◆ AUFGABENSTELLUNG: Geben Sie den folgenden Textauszug über das Gotteshaus vollständig und wortgetreu wieder.

Das Gotteshaus, in dem die Heiligste Eucharistie gefeiert und aufbewahrt wird,
in dem die Gläubigen sich versammeln und die Gegenwart des auf dem Opferaltar
für uns dargebrachten Erlösers zur Hilfe und zum Trost der Gläubigen verehrt
wird, soll schön sein, geeignet zu Gebet und heiliger Handlung18. Hirten und Gläubige sollen in ihm mit dankbarem Herzen
auf die Gabe dessen antworten, der durch seine Menschheit das göttliche Leben
ständig den Gliedern seines Leibes mitteilt19. Die Priester mögen die
Wissenschaft und die Praxis der Liturgie in rechter Weise pflegen, damit durch
ihren liturgischen Dienst von den ihnen anvertrauten Gemeinden Gott, dem Vater,
dem Sohn und dem Heiligen Geist, immer vollkommeneres Lob werde.
6.

◆ ERFASSTE ANGABEN:
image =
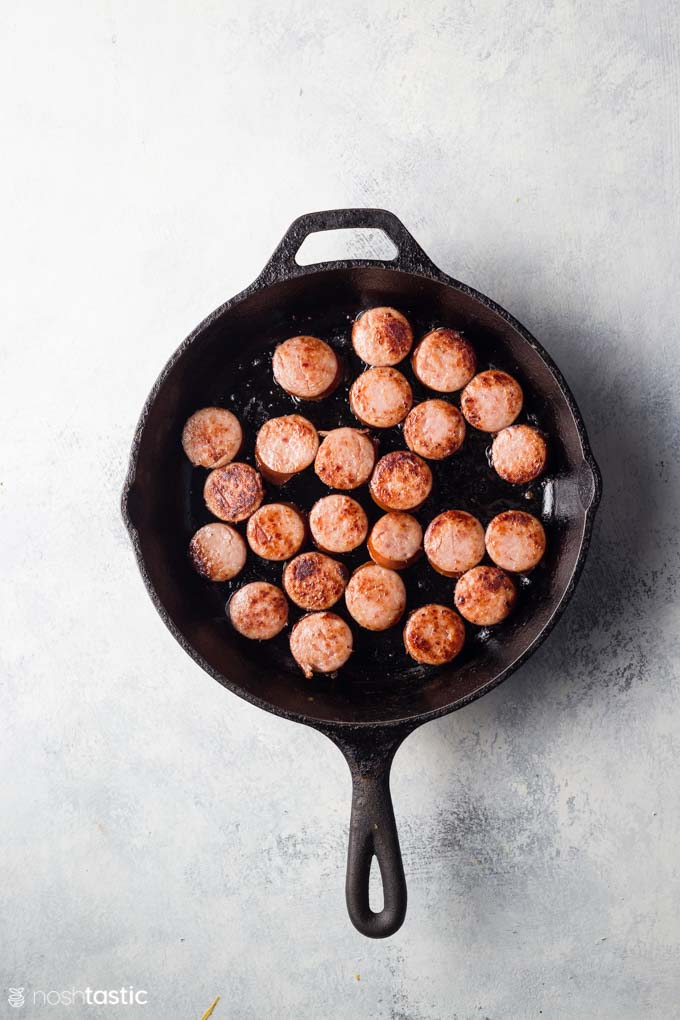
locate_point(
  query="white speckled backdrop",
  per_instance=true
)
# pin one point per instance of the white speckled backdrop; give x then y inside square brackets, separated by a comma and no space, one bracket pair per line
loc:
[156,830]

◆ AUFGABENERGEBNIS:
Das Gotteshaus, in dem die Heiligste Eucharistie gefeiert und aufbewahrt wird,
in dem die Gläubigen sich versammeln und die Gegenwart des auf dem Opferaltar
für uns dargebrachten Erlösers zur Hilfe und zum Trost der Gläubigen verehrt
wird, soll schön sein, geeignet zu Gebet und heiliger Handlung18. Hirten und Gläubige sollen in ihm mit dankbarem Herzen
auf die Gabe dessen antworten, der durch seine Menschheit das göttliche Leben
ständig den Gliedern seines Leibes mitteilt19. Die Priester mögen die
Wissenschaft und die Praxis der Liturgie in rechter Weise pflegen, damit durch
ihren liturgischen Dienst von den ihnen anvertrauten Gemeinden Gott, dem Vater,
dem Sohn und dem Heiligen Geist, immer vollkommeneres Lob werde.
6.